▶ _Set exercise_
Please collect each line of the listing below that contains the word "golden".

▶ _Input data_
* * *

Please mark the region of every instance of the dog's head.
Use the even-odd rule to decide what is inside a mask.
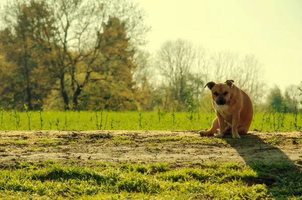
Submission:
[[[226,80],[223,83],[216,83],[210,81],[205,84],[212,92],[212,99],[217,105],[224,105],[230,101],[231,98],[231,89],[234,81],[232,79]]]

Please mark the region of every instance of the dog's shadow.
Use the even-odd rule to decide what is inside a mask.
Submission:
[[[277,187],[287,190],[284,192],[285,196],[302,195],[299,188],[295,188],[294,187],[287,188],[288,185],[286,184],[289,184],[291,181],[295,183],[294,185],[299,184],[302,180],[302,171],[299,165],[301,163],[296,162],[295,163],[295,161],[284,153],[286,150],[270,145],[270,143],[268,142],[269,139],[262,139],[257,135],[261,134],[249,133],[241,135],[241,139],[234,139],[232,135],[227,135],[222,140],[235,149],[246,164],[257,173],[258,177],[253,179],[253,183],[265,184],[269,190],[268,192],[274,198],[280,197],[280,194],[272,192],[274,189],[273,188]],[[273,138],[275,136],[273,135],[272,137]],[[293,142],[291,145],[293,144],[294,144]],[[286,180],[287,183],[284,184],[284,180]]]
[[[237,151],[247,164],[250,165],[256,161],[294,164],[282,150],[268,144],[257,135],[250,133],[241,137],[241,139],[234,139],[232,135],[226,135],[222,139]]]

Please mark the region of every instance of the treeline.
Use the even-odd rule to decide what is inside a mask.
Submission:
[[[25,104],[29,110],[150,111],[173,105],[177,111],[198,105],[206,112],[211,106],[205,83],[230,78],[264,108],[298,102],[295,86],[280,94],[280,102],[272,100],[280,94],[268,91],[253,55],[212,52],[181,39],[151,55],[145,13],[130,0],[18,0],[2,13],[5,109],[20,110]]]

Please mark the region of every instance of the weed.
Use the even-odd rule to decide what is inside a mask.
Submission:
[[[30,131],[30,116],[31,115],[31,111],[30,111],[29,112],[28,112],[27,106],[26,106],[25,104],[24,104],[24,110],[25,110],[25,113],[26,113],[26,115],[28,118],[28,128]]]
[[[16,118],[16,129],[18,130],[19,128],[21,126],[21,120],[20,113],[18,112],[17,110],[15,111],[15,115],[14,115],[14,117],[15,118]]]
[[[4,110],[3,110],[3,108],[2,108],[2,107],[1,107],[1,108],[0,108],[0,111],[1,111],[1,126],[2,126],[2,125],[3,124],[3,112],[4,112]]]
[[[156,100],[156,101],[154,101],[154,103],[155,103],[155,105],[157,107],[157,109],[158,109],[158,116],[159,116],[159,123],[160,122],[161,122],[161,109],[160,109],[160,106],[159,106],[160,101],[160,99],[159,98],[158,98]]]
[[[59,123],[60,123],[60,120],[59,120],[59,118],[57,118],[57,121],[55,122],[55,126],[57,127],[57,130],[59,131],[60,129],[59,129]]]
[[[174,102],[173,101],[173,103],[172,104],[172,105],[171,105],[172,107],[172,117],[173,117],[173,129],[174,129],[174,126],[175,125],[175,105],[174,105]]]
[[[38,99],[38,102],[40,103],[40,99]],[[43,128],[43,118],[42,118],[42,110],[43,109],[43,107],[40,107],[40,109],[39,110],[39,115],[40,116],[40,123],[41,127],[40,127],[40,130],[42,130]],[[50,129],[51,130],[51,129]]]
[[[142,128],[142,126],[141,126],[141,119],[142,119],[142,116],[141,115],[141,113],[138,114],[139,116],[139,118],[138,119],[138,122],[139,122],[139,124],[138,125],[140,128]]]
[[[191,122],[192,122],[194,119],[193,113],[195,112],[195,110],[193,109],[193,107],[194,105],[196,104],[196,102],[193,97],[193,94],[191,93],[189,90],[187,91],[187,93],[188,93],[188,97],[187,98],[187,104],[188,105],[188,107],[187,110],[187,112],[189,113],[189,116],[187,116],[187,117],[190,120]]]
[[[265,120],[264,119],[264,117],[265,117],[266,115],[266,111],[264,112],[264,114],[262,116],[262,122],[261,123],[261,131],[262,131],[262,129],[263,129],[263,123],[264,123],[264,120]]]
[[[113,126],[113,118],[111,118],[111,123],[110,124],[111,126],[111,129],[112,129],[114,127]]]
[[[67,127],[68,127],[68,125],[67,125],[67,116],[65,115],[65,128],[67,128]]]
[[[107,119],[108,117],[108,115],[106,116],[106,120],[105,121],[105,125],[104,126],[104,130],[106,129],[106,124],[107,124]]]
[[[299,127],[297,124],[297,116],[298,116],[299,113],[300,113],[300,112],[298,111],[298,110],[297,110],[297,103],[296,102],[295,102],[294,107],[294,112],[292,114],[292,115],[293,115],[293,117],[294,118],[294,123],[293,123],[293,127],[294,128],[295,130],[298,131],[298,130],[299,130],[301,128],[301,127]]]
[[[273,105],[273,106],[269,106],[269,110],[270,112],[271,112],[273,114],[273,126],[274,126],[274,130],[276,130],[276,127],[275,127],[275,125],[276,124],[275,123],[275,115],[276,114],[276,110],[275,109],[275,105]]]
[[[253,115],[253,123],[255,123],[255,114],[256,113],[256,103],[254,102],[254,112]]]

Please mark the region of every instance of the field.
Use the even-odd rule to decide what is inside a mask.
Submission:
[[[0,112],[0,130],[198,130],[209,128],[216,117],[188,112]],[[302,130],[302,114],[256,113],[250,130]]]
[[[281,126],[256,114],[241,140],[200,136],[195,131],[208,128],[210,113],[199,121],[176,113],[174,126],[169,113],[160,121],[157,113],[98,112],[98,126],[94,112],[41,115],[42,129],[31,113],[29,131],[25,113],[19,127],[4,113],[0,198],[302,198],[300,114],[295,125],[285,115]]]

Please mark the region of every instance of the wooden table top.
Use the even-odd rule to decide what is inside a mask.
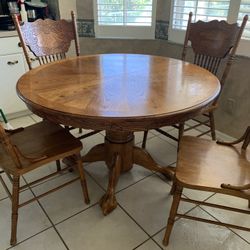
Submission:
[[[101,54],[40,66],[17,93],[36,114],[65,125],[141,130],[186,120],[219,94],[219,80],[180,60]],[[118,127],[117,127],[118,126]]]

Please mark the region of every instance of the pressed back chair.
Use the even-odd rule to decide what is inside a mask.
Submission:
[[[222,90],[235,59],[235,53],[247,20],[248,16],[246,15],[243,18],[241,26],[238,26],[237,23],[229,24],[226,21],[218,20],[192,23],[192,12],[190,12],[182,51],[182,60],[186,60],[188,43],[191,42],[193,63],[219,77]],[[222,76],[220,77],[220,75]],[[211,132],[212,139],[215,140],[216,134],[213,112],[218,107],[217,103],[218,98],[212,105],[204,110],[202,116],[204,116],[205,119],[193,118],[195,125],[188,128],[184,128],[184,123],[174,125],[179,132],[178,138],[160,128],[156,130],[173,140],[179,141],[185,131],[204,125],[209,129],[201,132],[198,137]],[[144,133],[143,148],[146,146],[147,133],[147,131]]]
[[[71,21],[38,19],[20,25],[16,15],[13,19],[30,70],[37,66],[37,62],[43,65],[66,59],[72,41],[75,45],[75,55],[80,55],[76,17],[73,11]],[[82,132],[81,128],[79,132]],[[78,138],[83,139],[98,132],[91,131]]]
[[[225,209],[250,215],[250,210],[222,206],[182,197],[182,191],[195,189],[240,197],[250,208],[250,126],[244,135],[232,143],[214,142],[202,138],[183,136],[179,145],[177,167],[172,193],[173,203],[169,214],[163,244],[168,245],[172,227],[178,218],[186,218],[250,232],[241,225],[211,221],[178,213],[180,201],[196,205]]]
[[[30,202],[65,187],[79,179],[85,202],[89,203],[87,184],[80,156],[81,149],[81,142],[72,136],[67,129],[48,121],[42,121],[26,128],[8,131],[5,131],[0,124],[0,170],[2,169],[0,171],[0,182],[12,202],[11,245],[15,245],[17,242],[18,209],[20,207],[23,207]],[[22,190],[30,188],[40,181],[44,181],[58,175],[59,173],[65,172],[70,167],[57,169],[54,173],[20,186],[20,178],[24,174],[43,167],[45,164],[52,161],[56,161],[59,164],[60,159],[69,156],[74,157],[76,160],[76,165],[73,167],[76,168],[79,177],[77,176],[50,191],[31,198],[28,201],[23,203],[19,202],[19,193]],[[2,174],[4,173],[12,183],[12,192],[9,190],[4,178],[2,177]]]

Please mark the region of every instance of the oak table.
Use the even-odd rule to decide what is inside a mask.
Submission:
[[[173,125],[201,113],[220,92],[207,70],[180,60],[139,54],[102,54],[66,59],[24,74],[17,93],[35,114],[85,129],[105,130],[105,141],[83,160],[105,161],[109,184],[100,205],[116,206],[120,173],[133,164],[171,175],[146,150],[134,145],[134,132]]]

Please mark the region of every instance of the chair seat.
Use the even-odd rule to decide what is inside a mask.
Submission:
[[[176,179],[184,187],[220,193],[234,193],[247,198],[250,190],[235,191],[221,184],[250,184],[250,151],[241,145],[224,146],[214,141],[184,136],[181,140],[176,167]]]
[[[60,158],[78,152],[82,148],[81,142],[72,136],[66,129],[60,125],[51,123],[49,121],[42,121],[40,123],[25,127],[20,132],[10,135],[13,145],[16,145],[22,155],[31,159],[39,159],[35,162],[27,158],[21,157],[22,168],[18,169],[19,174],[29,171],[30,165],[32,169],[41,166],[51,160],[53,157]],[[0,145],[0,167],[4,168],[9,173],[16,172],[10,157],[5,153],[2,145]]]

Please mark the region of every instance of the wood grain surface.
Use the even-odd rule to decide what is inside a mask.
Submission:
[[[36,114],[65,125],[137,131],[186,120],[219,94],[193,64],[139,54],[83,56],[27,72],[17,93]]]

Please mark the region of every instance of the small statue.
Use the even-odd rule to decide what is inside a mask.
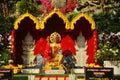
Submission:
[[[51,47],[51,60],[48,61],[45,66],[44,70],[51,70],[57,68],[59,70],[63,70],[63,65],[61,63],[63,55],[61,54],[61,36],[59,33],[54,32],[50,35],[50,47]]]

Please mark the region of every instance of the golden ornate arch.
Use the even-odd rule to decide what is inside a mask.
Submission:
[[[47,20],[54,14],[57,14],[64,21],[66,29],[70,29],[70,22],[68,21],[67,17],[59,9],[56,8],[43,17],[43,19],[40,21],[40,29],[45,28],[44,23],[47,23]]]
[[[32,14],[26,12],[25,14],[22,14],[19,18],[17,18],[17,20],[14,23],[14,29],[17,30],[18,29],[18,24],[20,24],[20,22],[25,18],[25,17],[29,17],[35,24],[35,28],[39,29],[39,21],[37,20],[37,18],[35,18]]]
[[[81,17],[84,17],[86,20],[89,21],[89,23],[91,24],[91,30],[94,30],[94,29],[95,29],[95,22],[94,22],[94,20],[93,20],[90,16],[82,13],[82,14],[76,16],[76,17],[71,21],[71,29],[72,29],[72,30],[74,29],[74,24],[76,24],[76,22],[77,22],[78,20],[80,20]]]

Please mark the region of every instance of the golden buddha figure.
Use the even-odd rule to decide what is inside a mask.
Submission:
[[[63,70],[62,58],[61,54],[61,36],[59,33],[54,32],[50,35],[50,47],[51,47],[51,60],[45,64],[43,67],[44,70],[51,70],[57,68],[59,70]]]

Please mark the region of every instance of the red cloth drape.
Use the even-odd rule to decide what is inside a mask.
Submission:
[[[88,60],[87,63],[94,63],[95,62],[95,53],[97,51],[97,40],[98,36],[97,36],[97,30],[93,31],[93,36],[88,40],[87,45],[87,54],[88,54]]]

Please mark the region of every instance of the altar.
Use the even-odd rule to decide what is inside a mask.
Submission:
[[[95,22],[84,13],[69,21],[58,9],[40,20],[26,12],[14,23],[11,51],[14,64],[24,66],[21,74],[28,71],[31,76],[29,69],[36,69],[39,76],[32,76],[35,80],[69,80],[66,74],[72,69],[95,63]]]

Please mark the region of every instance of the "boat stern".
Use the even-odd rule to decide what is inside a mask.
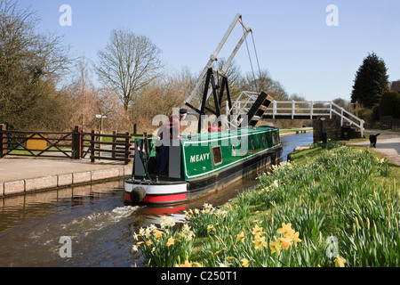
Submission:
[[[134,204],[172,204],[187,200],[185,181],[125,179],[124,200]]]

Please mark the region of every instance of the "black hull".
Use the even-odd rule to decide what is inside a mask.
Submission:
[[[179,204],[187,202],[188,200],[193,200],[196,199],[200,199],[201,197],[212,193],[212,191],[218,189],[228,186],[234,182],[236,182],[243,177],[251,174],[261,174],[265,172],[266,169],[269,168],[272,165],[276,165],[281,162],[283,148],[278,145],[272,148],[265,152],[260,153],[248,159],[244,160],[241,163],[237,163],[229,167],[222,169],[218,173],[209,175],[207,176],[191,179],[188,181],[163,181],[150,182],[145,181],[140,182],[138,180],[132,180],[128,178],[125,180],[127,184],[151,184],[151,185],[163,185],[165,189],[168,186],[176,186],[179,184],[185,183],[187,190],[181,192],[171,192],[165,191],[163,195],[157,194],[148,194],[147,193],[147,199],[138,201],[132,199],[132,192],[125,190],[125,200],[128,202],[132,202],[136,200],[135,204]],[[126,188],[126,187],[125,187]],[[152,197],[153,196],[153,197]],[[162,198],[163,196],[164,198]],[[148,200],[148,201],[146,201]]]

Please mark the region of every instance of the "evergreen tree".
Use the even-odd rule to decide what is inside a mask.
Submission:
[[[375,53],[369,53],[356,74],[351,102],[358,102],[368,109],[379,103],[382,94],[388,90],[387,71],[385,61]]]

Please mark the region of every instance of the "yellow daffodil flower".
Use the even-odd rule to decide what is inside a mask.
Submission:
[[[294,241],[294,245],[297,247],[298,242],[301,242],[301,240],[299,239],[299,232],[294,232],[293,236],[292,237]]]
[[[240,232],[239,234],[237,234],[237,240],[238,241],[242,241],[244,242],[244,232],[242,231],[242,232]]]
[[[246,258],[242,258],[240,259],[240,261],[242,262],[242,266],[249,267],[250,261],[248,261]]]
[[[282,248],[287,249],[291,246],[291,240],[285,238],[279,239],[282,241]]]
[[[280,240],[276,240],[276,237],[274,236],[275,240],[269,241],[269,249],[271,249],[271,253],[276,252],[277,255],[279,256],[279,254],[281,253],[281,244],[280,244]]]
[[[282,223],[282,228],[278,229],[276,232],[280,234],[283,234],[285,238],[292,238],[292,236],[294,234],[294,230],[292,229],[291,223]]]
[[[258,224],[256,224],[253,228],[252,228],[252,234],[253,235],[260,235],[262,233],[262,227],[260,227]]]
[[[163,232],[158,231],[158,230],[155,230],[154,231],[154,236],[156,237],[156,239],[161,238],[163,236]]]
[[[338,255],[338,256],[334,260],[335,267],[344,267],[345,262],[346,262],[346,260],[344,260]]]
[[[169,247],[169,246],[172,245],[173,243],[174,243],[174,240],[173,240],[172,237],[171,237],[171,238],[168,239],[166,246]]]
[[[267,246],[267,242],[265,241],[265,237],[256,236],[256,239],[252,240],[254,243],[254,248],[262,250],[263,247]]]

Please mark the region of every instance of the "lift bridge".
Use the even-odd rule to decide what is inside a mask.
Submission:
[[[212,67],[212,64],[218,61],[217,56],[232,30],[235,28],[236,23],[240,23],[242,26],[243,36],[222,69],[217,70]],[[214,114],[216,118],[223,117],[221,116],[221,105],[223,104],[223,98],[226,97],[227,107],[224,126],[226,129],[237,129],[245,126],[256,126],[261,118],[316,119],[322,118],[332,118],[333,116],[339,116],[341,126],[343,126],[345,123],[353,125],[360,130],[361,136],[363,136],[364,121],[345,110],[333,102],[276,101],[265,92],[254,93],[249,91],[242,92],[236,101],[232,102],[226,73],[235,55],[244,43],[246,43],[247,51],[249,51],[246,40],[248,35],[252,35],[252,29],[244,24],[242,14],[237,13],[216,50],[210,56],[203,72],[200,74],[195,84],[195,87],[185,100],[182,108],[188,107],[193,110],[189,113],[193,113],[198,117],[198,133],[201,133],[204,126],[203,125],[204,125],[202,118],[205,115],[206,110]],[[254,39],[252,39],[252,43],[260,69]],[[249,60],[252,69],[250,53]],[[196,107],[194,105],[194,102],[191,102],[191,100],[196,97],[196,94],[203,82],[204,82],[203,95],[201,96],[199,105],[197,105],[198,107]],[[206,102],[210,97],[212,98],[211,101],[213,101],[213,108],[206,106]],[[221,122],[219,122],[219,124]]]
[[[261,118],[317,119],[338,116],[341,126],[353,125],[360,130],[361,136],[364,135],[364,121],[332,101],[276,101],[264,92],[244,91],[230,105],[231,108],[227,102],[225,124],[228,129],[241,127],[244,115],[247,116],[250,126]]]

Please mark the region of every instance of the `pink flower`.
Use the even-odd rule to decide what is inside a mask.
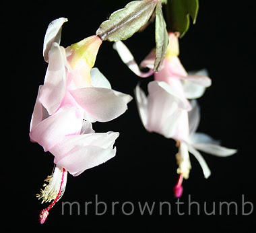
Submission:
[[[39,87],[30,123],[30,139],[54,156],[56,164],[49,185],[37,197],[54,200],[62,196],[67,173],[77,176],[115,156],[113,148],[119,133],[96,133],[92,123],[111,121],[125,112],[132,98],[115,91],[97,68],[92,68],[102,43],[97,36],[88,37],[67,48],[59,45],[63,18],[49,26],[44,41],[44,57],[49,63],[44,85]]]

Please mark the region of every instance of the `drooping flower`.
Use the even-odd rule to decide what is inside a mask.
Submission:
[[[189,152],[193,154],[199,162],[205,178],[210,170],[197,149],[220,157],[234,154],[236,149],[222,147],[210,136],[195,133],[199,121],[199,106],[195,100],[191,104],[187,99],[201,97],[205,88],[211,86],[205,69],[187,73],[178,56],[179,54],[178,36],[169,33],[169,44],[163,62],[162,69],[154,73],[154,80],[149,83],[148,96],[137,86],[135,99],[141,121],[150,132],[160,133],[177,141],[179,152],[176,155],[180,174],[174,192],[177,197],[183,193],[183,178],[188,178],[191,165]],[[135,74],[146,77],[152,75],[155,61],[153,50],[141,62],[141,67],[150,69],[141,71],[128,48],[121,42],[116,42],[117,50],[123,61]],[[191,106],[192,105],[192,106]]]
[[[132,99],[112,90],[106,77],[92,68],[102,43],[98,36],[90,36],[66,49],[59,45],[62,25],[67,21],[55,20],[47,29],[43,55],[49,65],[30,123],[31,141],[51,152],[56,164],[46,180],[49,185],[38,195],[42,202],[54,200],[41,211],[41,223],[62,196],[67,171],[77,176],[115,156],[113,145],[119,133],[96,133],[92,123],[118,117]]]

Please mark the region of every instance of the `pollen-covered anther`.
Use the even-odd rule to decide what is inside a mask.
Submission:
[[[41,189],[41,193],[36,195],[38,199],[42,198],[44,201],[49,202],[54,200],[46,209],[42,209],[39,214],[39,222],[43,224],[46,220],[49,210],[61,199],[64,193],[67,183],[67,170],[62,167],[56,166],[53,172],[52,177],[49,179],[49,185],[44,190]]]
[[[56,199],[59,194],[59,191],[61,187],[61,183],[63,183],[62,191],[61,193],[61,197],[63,193],[64,193],[66,182],[67,182],[67,172],[64,174],[64,180],[62,180],[63,176],[63,168],[59,168],[56,166],[53,169],[52,175],[48,176],[47,178],[44,180],[45,182],[48,182],[49,184],[44,184],[42,186],[44,187],[44,189],[40,190],[40,193],[36,195],[36,197],[38,199],[42,199],[42,203],[44,202],[50,202]]]

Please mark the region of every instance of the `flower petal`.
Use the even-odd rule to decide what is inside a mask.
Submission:
[[[165,82],[152,81],[148,84],[148,112],[146,129],[167,138],[174,136],[176,123],[189,103],[183,102]]]
[[[77,149],[88,145],[112,149],[119,135],[119,133],[115,132],[67,135],[53,147],[50,152],[55,156],[55,162],[57,162]]]
[[[77,176],[114,157],[116,149],[113,147],[119,135],[108,132],[66,136],[50,152],[55,156],[55,163]]]
[[[193,144],[198,143],[208,143],[220,145],[220,141],[219,140],[214,139],[211,136],[203,133],[195,133],[191,137],[191,141]]]
[[[42,105],[42,103],[39,101],[38,96],[40,96],[42,88],[42,85],[40,85],[39,86],[36,104],[34,105],[33,114],[31,118],[30,131],[33,130],[36,125],[37,125],[42,121],[43,121],[49,116],[49,114],[47,112],[47,110],[45,109],[45,108],[44,108],[44,106]]]
[[[116,149],[102,149],[88,145],[71,153],[56,164],[67,169],[74,176],[79,175],[85,170],[98,166],[113,158]]]
[[[212,85],[212,79],[207,76],[206,69],[202,69],[183,78],[185,95],[188,99],[195,99],[203,96],[205,88]]]
[[[49,53],[49,63],[39,97],[50,115],[57,111],[64,98],[66,89],[64,55],[64,48],[54,42]]]
[[[83,119],[77,117],[75,107],[63,106],[55,114],[35,126],[30,132],[31,139],[48,151],[68,135],[79,133]]]
[[[53,20],[49,25],[44,36],[43,49],[43,55],[46,62],[49,61],[48,53],[53,43],[56,42],[59,44],[61,41],[62,25],[66,22],[67,22],[67,19],[60,18]]]
[[[192,109],[189,112],[189,134],[193,135],[198,128],[200,122],[200,107],[197,101],[193,100],[190,101]]]
[[[237,149],[227,148],[216,144],[197,143],[193,144],[193,146],[203,152],[220,157],[230,156],[237,152]]]
[[[92,68],[90,73],[92,87],[111,89],[110,83],[98,68]]]
[[[147,125],[148,101],[144,92],[139,88],[139,84],[136,86],[134,91],[139,114],[144,127]]]
[[[142,72],[139,69],[131,53],[123,42],[118,41],[115,42],[113,48],[117,51],[123,62],[137,75],[141,77],[146,77],[151,76],[154,73],[152,69],[146,73]]]
[[[129,95],[108,88],[85,88],[70,93],[77,104],[99,122],[110,121],[121,115],[132,100]]]
[[[189,147],[189,152],[194,155],[195,158],[197,160],[200,164],[201,167],[203,169],[203,172],[204,177],[207,178],[211,175],[211,170],[210,170],[208,165],[207,165],[205,160],[201,154],[195,149],[194,149],[191,145],[187,144]]]

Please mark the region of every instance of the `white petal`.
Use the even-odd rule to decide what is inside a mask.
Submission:
[[[121,115],[132,100],[129,95],[101,88],[79,88],[70,93],[93,119],[100,122],[112,121]]]
[[[167,138],[173,137],[181,111],[190,106],[164,82],[152,81],[148,84],[148,113],[146,128]]]
[[[56,164],[66,168],[74,176],[85,170],[98,166],[113,158],[116,148],[102,149],[94,145],[82,147],[69,154]]]
[[[53,20],[49,25],[44,40],[43,55],[45,61],[48,62],[49,61],[48,53],[53,43],[56,42],[59,44],[61,41],[62,25],[66,22],[67,22],[67,19],[60,18]]]
[[[137,106],[139,110],[140,119],[144,127],[147,125],[148,101],[144,92],[139,88],[139,84],[136,86],[134,91]]]
[[[98,68],[91,69],[91,85],[94,88],[111,89],[110,83]]]
[[[55,156],[55,163],[77,176],[114,157],[116,149],[113,147],[119,135],[108,132],[66,136],[50,152]]]
[[[123,42],[119,41],[115,42],[113,48],[117,51],[123,62],[137,75],[141,77],[146,77],[151,76],[154,73],[152,69],[146,73],[142,72],[139,69],[131,53]]]
[[[83,119],[77,115],[75,107],[63,106],[36,125],[30,136],[46,152],[59,143],[65,136],[79,133],[82,121]]]
[[[182,81],[185,96],[189,100],[201,97],[205,92],[205,88],[193,81]]]
[[[89,121],[84,121],[80,134],[92,133],[95,131],[92,129],[92,124]]]
[[[49,53],[49,63],[40,92],[40,101],[50,115],[59,107],[66,88],[65,49],[54,42]]]
[[[193,144],[193,146],[203,152],[220,157],[230,156],[237,152],[235,149],[227,148],[216,144],[197,143]]]
[[[216,140],[213,139],[211,136],[208,135],[206,133],[195,133],[191,135],[191,141],[193,144],[197,143],[210,143],[220,145],[220,141],[219,140]]]
[[[195,99],[203,96],[205,88],[212,85],[212,79],[207,76],[205,69],[195,73],[189,73],[183,80],[185,95],[188,99]]]
[[[200,122],[200,107],[197,101],[193,100],[190,102],[192,109],[189,112],[189,134],[193,135],[198,128]]]
[[[65,136],[50,149],[50,152],[55,156],[55,162],[56,163],[77,149],[88,145],[112,149],[119,135],[119,133],[108,132]]]
[[[203,172],[204,174],[204,177],[207,178],[211,175],[211,170],[210,170],[208,165],[207,165],[205,160],[201,156],[201,154],[195,149],[194,149],[192,146],[187,144],[189,147],[189,152],[194,155],[195,158],[197,160],[199,163],[200,164],[201,167],[203,169]]]
[[[33,114],[31,118],[30,131],[31,131],[36,125],[37,125],[42,121],[43,121],[49,116],[47,110],[42,105],[42,103],[39,100],[38,96],[40,96],[40,90],[42,89],[42,85],[40,85],[39,86],[38,94],[37,95],[36,104],[34,105]]]

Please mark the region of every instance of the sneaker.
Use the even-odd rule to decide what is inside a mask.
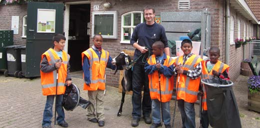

* * *

▶ _Output of the exercise_
Please mark the region of every instance of the golden ornate arch.
Please mark the region of every instance of the golden buddha figure.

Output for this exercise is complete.